◆ **Exercise goal**
Please update the rows below by replacing "Class of interest" with "Target class" everywhere it occurs, leaving everything else unchanged. Omit the pictures from your answer.

>>>>

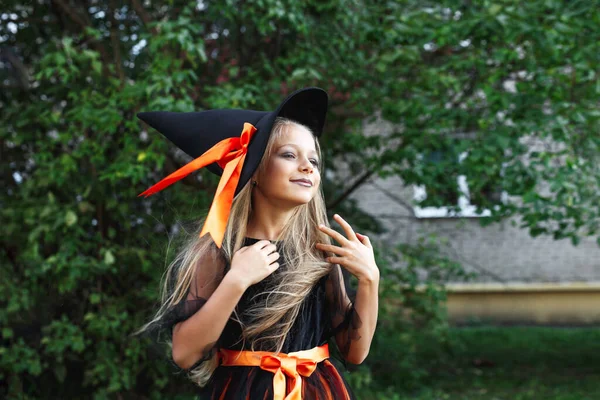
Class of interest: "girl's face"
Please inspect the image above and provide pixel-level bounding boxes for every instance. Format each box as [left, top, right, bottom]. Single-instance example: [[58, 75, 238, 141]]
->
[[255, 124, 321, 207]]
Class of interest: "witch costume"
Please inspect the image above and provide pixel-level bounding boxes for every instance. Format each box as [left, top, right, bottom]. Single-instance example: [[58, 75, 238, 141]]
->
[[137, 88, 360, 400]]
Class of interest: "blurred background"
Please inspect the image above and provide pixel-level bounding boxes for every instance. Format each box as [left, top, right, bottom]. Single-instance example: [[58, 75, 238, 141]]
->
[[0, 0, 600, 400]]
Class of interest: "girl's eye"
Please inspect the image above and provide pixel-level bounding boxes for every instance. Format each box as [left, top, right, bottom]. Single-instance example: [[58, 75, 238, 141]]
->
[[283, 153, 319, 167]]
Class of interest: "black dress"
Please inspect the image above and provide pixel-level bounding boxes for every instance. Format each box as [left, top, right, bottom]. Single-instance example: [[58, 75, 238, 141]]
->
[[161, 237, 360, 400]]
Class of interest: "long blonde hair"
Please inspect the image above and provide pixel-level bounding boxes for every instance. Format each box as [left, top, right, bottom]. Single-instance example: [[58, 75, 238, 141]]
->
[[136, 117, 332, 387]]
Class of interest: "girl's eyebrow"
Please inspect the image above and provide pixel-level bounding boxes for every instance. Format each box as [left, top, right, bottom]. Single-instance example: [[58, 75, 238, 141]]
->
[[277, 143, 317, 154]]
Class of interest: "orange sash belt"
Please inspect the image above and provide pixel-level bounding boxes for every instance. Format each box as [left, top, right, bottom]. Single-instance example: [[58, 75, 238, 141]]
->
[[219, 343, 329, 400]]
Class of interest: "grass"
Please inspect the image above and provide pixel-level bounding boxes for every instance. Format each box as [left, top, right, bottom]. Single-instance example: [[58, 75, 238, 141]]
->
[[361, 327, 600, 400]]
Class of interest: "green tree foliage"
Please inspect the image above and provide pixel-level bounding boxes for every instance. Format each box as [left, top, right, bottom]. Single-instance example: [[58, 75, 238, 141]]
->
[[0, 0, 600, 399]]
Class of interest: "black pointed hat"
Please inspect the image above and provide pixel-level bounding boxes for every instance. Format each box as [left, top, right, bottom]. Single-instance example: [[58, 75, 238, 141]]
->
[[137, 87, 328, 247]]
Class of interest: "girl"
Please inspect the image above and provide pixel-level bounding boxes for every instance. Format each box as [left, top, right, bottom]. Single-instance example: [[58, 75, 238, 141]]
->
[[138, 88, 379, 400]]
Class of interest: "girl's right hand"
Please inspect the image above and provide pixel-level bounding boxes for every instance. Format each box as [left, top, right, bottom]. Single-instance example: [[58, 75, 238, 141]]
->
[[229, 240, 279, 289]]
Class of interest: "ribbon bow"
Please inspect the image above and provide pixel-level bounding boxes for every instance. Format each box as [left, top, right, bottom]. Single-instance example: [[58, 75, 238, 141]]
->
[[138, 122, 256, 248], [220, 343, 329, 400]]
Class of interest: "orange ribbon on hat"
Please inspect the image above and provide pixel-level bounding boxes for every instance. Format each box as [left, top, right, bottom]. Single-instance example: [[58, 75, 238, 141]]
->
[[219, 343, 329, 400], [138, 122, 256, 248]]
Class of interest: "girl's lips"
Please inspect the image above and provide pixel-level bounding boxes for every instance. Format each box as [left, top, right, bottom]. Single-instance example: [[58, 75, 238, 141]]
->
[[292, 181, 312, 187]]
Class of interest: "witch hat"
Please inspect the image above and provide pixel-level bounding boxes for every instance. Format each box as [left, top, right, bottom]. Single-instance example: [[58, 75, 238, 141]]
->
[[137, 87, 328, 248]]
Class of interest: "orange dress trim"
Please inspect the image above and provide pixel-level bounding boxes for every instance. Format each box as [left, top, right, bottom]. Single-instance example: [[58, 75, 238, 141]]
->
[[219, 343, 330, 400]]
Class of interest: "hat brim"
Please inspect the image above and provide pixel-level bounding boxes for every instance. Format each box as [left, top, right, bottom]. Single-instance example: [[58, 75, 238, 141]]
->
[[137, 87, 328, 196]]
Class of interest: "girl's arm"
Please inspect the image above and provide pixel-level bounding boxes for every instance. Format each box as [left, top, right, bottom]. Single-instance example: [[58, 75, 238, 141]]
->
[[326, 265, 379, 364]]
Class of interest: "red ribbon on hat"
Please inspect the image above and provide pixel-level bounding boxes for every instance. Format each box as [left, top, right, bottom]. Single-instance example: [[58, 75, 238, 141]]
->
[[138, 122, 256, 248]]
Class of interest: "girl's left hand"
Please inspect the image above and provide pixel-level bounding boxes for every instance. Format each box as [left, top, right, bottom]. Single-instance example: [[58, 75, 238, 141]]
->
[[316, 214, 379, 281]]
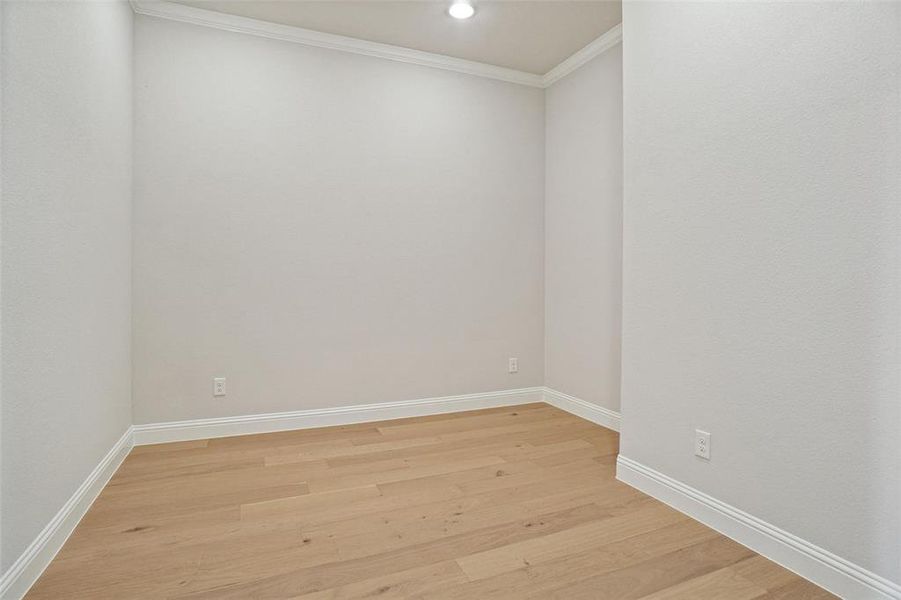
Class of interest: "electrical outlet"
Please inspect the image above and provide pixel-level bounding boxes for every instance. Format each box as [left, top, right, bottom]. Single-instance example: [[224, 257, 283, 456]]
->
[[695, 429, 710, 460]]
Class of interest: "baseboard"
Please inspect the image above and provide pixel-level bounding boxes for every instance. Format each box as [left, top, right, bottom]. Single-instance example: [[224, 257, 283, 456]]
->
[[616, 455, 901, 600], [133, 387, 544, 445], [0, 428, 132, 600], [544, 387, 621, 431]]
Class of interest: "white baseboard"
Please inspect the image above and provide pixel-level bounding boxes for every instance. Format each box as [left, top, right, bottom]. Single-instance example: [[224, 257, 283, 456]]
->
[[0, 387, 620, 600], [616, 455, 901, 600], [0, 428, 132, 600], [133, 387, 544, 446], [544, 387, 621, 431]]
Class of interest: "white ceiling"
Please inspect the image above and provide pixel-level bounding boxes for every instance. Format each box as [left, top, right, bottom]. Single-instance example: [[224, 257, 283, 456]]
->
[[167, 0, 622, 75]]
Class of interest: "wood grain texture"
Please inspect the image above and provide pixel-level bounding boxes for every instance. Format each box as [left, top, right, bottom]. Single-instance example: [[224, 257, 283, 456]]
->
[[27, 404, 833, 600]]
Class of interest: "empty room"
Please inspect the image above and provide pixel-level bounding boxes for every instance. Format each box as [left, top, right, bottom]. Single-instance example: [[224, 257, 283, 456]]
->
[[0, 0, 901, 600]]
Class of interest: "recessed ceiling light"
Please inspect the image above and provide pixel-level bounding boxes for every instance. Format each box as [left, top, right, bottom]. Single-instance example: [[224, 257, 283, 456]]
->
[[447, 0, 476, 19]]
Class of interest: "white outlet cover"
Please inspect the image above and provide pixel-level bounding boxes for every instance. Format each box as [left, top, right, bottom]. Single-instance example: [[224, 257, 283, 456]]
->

<<<<

◆ **Solution to the exercise**
Target class: "girl's face"
Please inspect the image above and provide pixel-level bounding boxes for every instance. Format each box as [left, top, right, bottom]. Single-instance example: [[58, 75, 238, 141]]
->
[[255, 124, 321, 207]]
Target class: "witch costume"
Please inspect the image above and provide pixel-level bounding boxes for every instance. Format each box as [left, top, right, bottom]. Single-instance example: [[58, 75, 238, 141]]
->
[[137, 88, 360, 400]]
Target class: "blurred background"
Please inspect the image above and provide pixel-level bounding boxes for every instance. Format each box as [left, top, right, bottom]. Single-instance example: [[58, 75, 238, 141]]
->
[[0, 0, 600, 400]]
Target class: "girl's eye"
Please inspect the image above and provide pixel-level bounding boxes for every instance. Format each box as [left, top, right, bottom]. Single-instance example: [[58, 75, 238, 141]]
->
[[283, 153, 319, 167]]
Target class: "black dress"
Please inspect the image above and provide pixel-level bounding boxes for every instance. Format each box as [left, top, right, bottom]. Single-instance example: [[58, 75, 238, 141]]
->
[[161, 237, 360, 400]]
Target class: "long blonde hair"
Please inspect the image above and provide pixel-level bounding boxes for every instance. Format each box as [left, top, right, bottom]. Single-instance example: [[58, 75, 238, 141]]
->
[[136, 117, 332, 387]]
Target class: "girl's eyebrow"
Please inspect the image above and provide pixel-level bounding boxes for every instance. Format each box as [left, top, right, bottom]. Single-instance example: [[58, 75, 238, 141]]
->
[[277, 143, 317, 154]]
Target class: "orange sash belt"
Please inspect the image above and provide pixel-level bounding boxes for every instance. Format each box as [left, top, right, bottom]. Single-instance example: [[58, 75, 238, 141]]
->
[[219, 343, 329, 400]]
Target class: "grass"
Please inspect the image above and provide pixel-level bounding boxes for every instance. Format each box as [left, top, right, bottom]. Single-instance example: [[58, 75, 238, 141]]
->
[[361, 327, 600, 400]]
Target class: "green tree foliage"
Please inspect the image above and provide pixel-level bounding boxes for every instance. Format each box as [left, top, right, bottom]. Single-instance example: [[58, 75, 238, 141]]
->
[[0, 0, 600, 399]]
Target class: "black pointed hat"
Please inspect the image above and provide pixel-level bounding boxes for every instance. Format each box as [left, top, right, bottom]. Single-instance example: [[58, 75, 238, 141]]
->
[[137, 87, 328, 247]]
Target class: "girl"
Please inspect the image above and provide pixel-level bounding boxes for every instance. Format each box as [left, top, right, bottom]. Single-instance example: [[58, 75, 238, 141]]
->
[[138, 88, 379, 400]]
Target class: "girl's right hand"
Please inspect the image above and provide pixel-level bounding boxes for every instance. Format each box as [left, top, right, bottom]. Single-instance example: [[58, 75, 238, 141]]
->
[[229, 240, 279, 289]]
Target class: "ribbon bow"
Please inspect the image above and provide pixel-level bounding boxes for every instance. Format each box as [left, top, right, bottom]. Single-instance example: [[58, 75, 238, 141]]
->
[[138, 122, 256, 248], [220, 343, 329, 400]]
Target class: "orange ribbon on hat"
Please inspect the image above and provide pixel-level bounding boxes for every instance. Format each box as [left, top, right, bottom]. Single-instance example: [[58, 75, 238, 141]]
->
[[219, 343, 329, 400], [138, 122, 256, 248]]
Target class: "girl's lips"
Please inspect the image above and provide pixel-level bounding boxes for every instance. Format each box as [left, top, right, bottom]. Single-instance example: [[58, 75, 238, 141]]
->
[[292, 181, 312, 187]]
Target class: "witch hat"
Please inspect the image above and provide pixel-level bounding boxes for every instance. Format each box as [left, top, right, bottom]. Single-instance example: [[58, 75, 238, 141]]
->
[[137, 87, 328, 248]]
Target class: "orange dress trim"
Please inspect the image above and provide pixel-level bounding boxes for every instance. Format each box as [left, top, right, bottom]. Single-instance example: [[58, 75, 238, 141]]
->
[[219, 343, 330, 400]]
Target class: "hat brim"
Please inspect the image above and provide pixel-level bounding boxes for every instance. Format each box as [left, top, right, bottom]. Single-instance example: [[58, 75, 238, 141]]
->
[[137, 87, 328, 196]]
Target class: "girl's arm"
Please inspect the image above and provide pixel-level bounding boxes for every instance. Format each box as [left, top, right, bottom]. Single-instance example: [[58, 75, 238, 141]]
->
[[326, 265, 379, 364]]
Target class: "red ribbon on hat"
Please inspect the image above and provide pixel-level bounding boxes for every instance. Format each box as [left, top, right, bottom]. Single-instance example: [[58, 75, 238, 141]]
->
[[138, 122, 256, 248]]
Target class: "girl's left hand"
Please inspect the image above and provide pixel-level bounding boxes for every instance. Format each box as [left, top, right, bottom]. Single-instance example: [[58, 75, 238, 141]]
->
[[316, 214, 379, 281]]
Target class: "electrical outlet"
Please inspect the image above and provide pixel-level bounding boxes for every instance. Format each box as [left, top, right, bottom]. Single-instance example: [[224, 257, 283, 456]]
->
[[695, 429, 710, 460]]
Target class: "baseboard"
Please inspect the image above and provide pixel-level bounding boxes for every instance. Format each box as [left, top, right, bottom]. Single-instance example: [[224, 257, 283, 456]]
->
[[616, 455, 901, 600], [133, 387, 544, 445], [0, 428, 132, 600], [544, 387, 621, 431]]
Target class: "white baseboard"
Please inspect the image above and provide pixel-level bounding boxes for every instance. Format each box as [left, top, right, bottom]. Single-instance example: [[224, 257, 283, 456]]
->
[[0, 387, 620, 600], [616, 455, 901, 600], [0, 428, 132, 600], [133, 387, 544, 446], [544, 387, 621, 431]]
Target class: "white ceiling"
Please inspect the image above and provide pixel-level bounding boxes for every instance. Format each box as [left, top, right, bottom]. Single-instance example: [[224, 257, 283, 456]]
->
[[167, 0, 622, 75]]
Target class: "wood grain texture"
Please inspect the image above and provide pixel-level bounding boxes for every instance. Format each box as [left, top, right, bottom]. Single-instance example: [[224, 257, 283, 456]]
->
[[27, 404, 833, 600]]
Target class: "empty room"
Please inspect the image above and provide pixel-level bounding boxes for every instance. Format each box as [left, top, right, bottom]. Single-instance example: [[224, 257, 283, 456]]
->
[[0, 0, 901, 600]]
Target class: "recessed ceiling light"
Please inspect the image above and provide pixel-level bounding boxes for every instance. Format each box as [left, top, right, bottom]. Single-instance example: [[224, 257, 283, 456]]
->
[[447, 0, 476, 19]]
Target class: "white outlet cover"
Please inspect the image above and provide pixel-level bounding boxes for every instance. Format each box as [left, top, right, bottom]. Single-instance example: [[224, 257, 283, 456]]
->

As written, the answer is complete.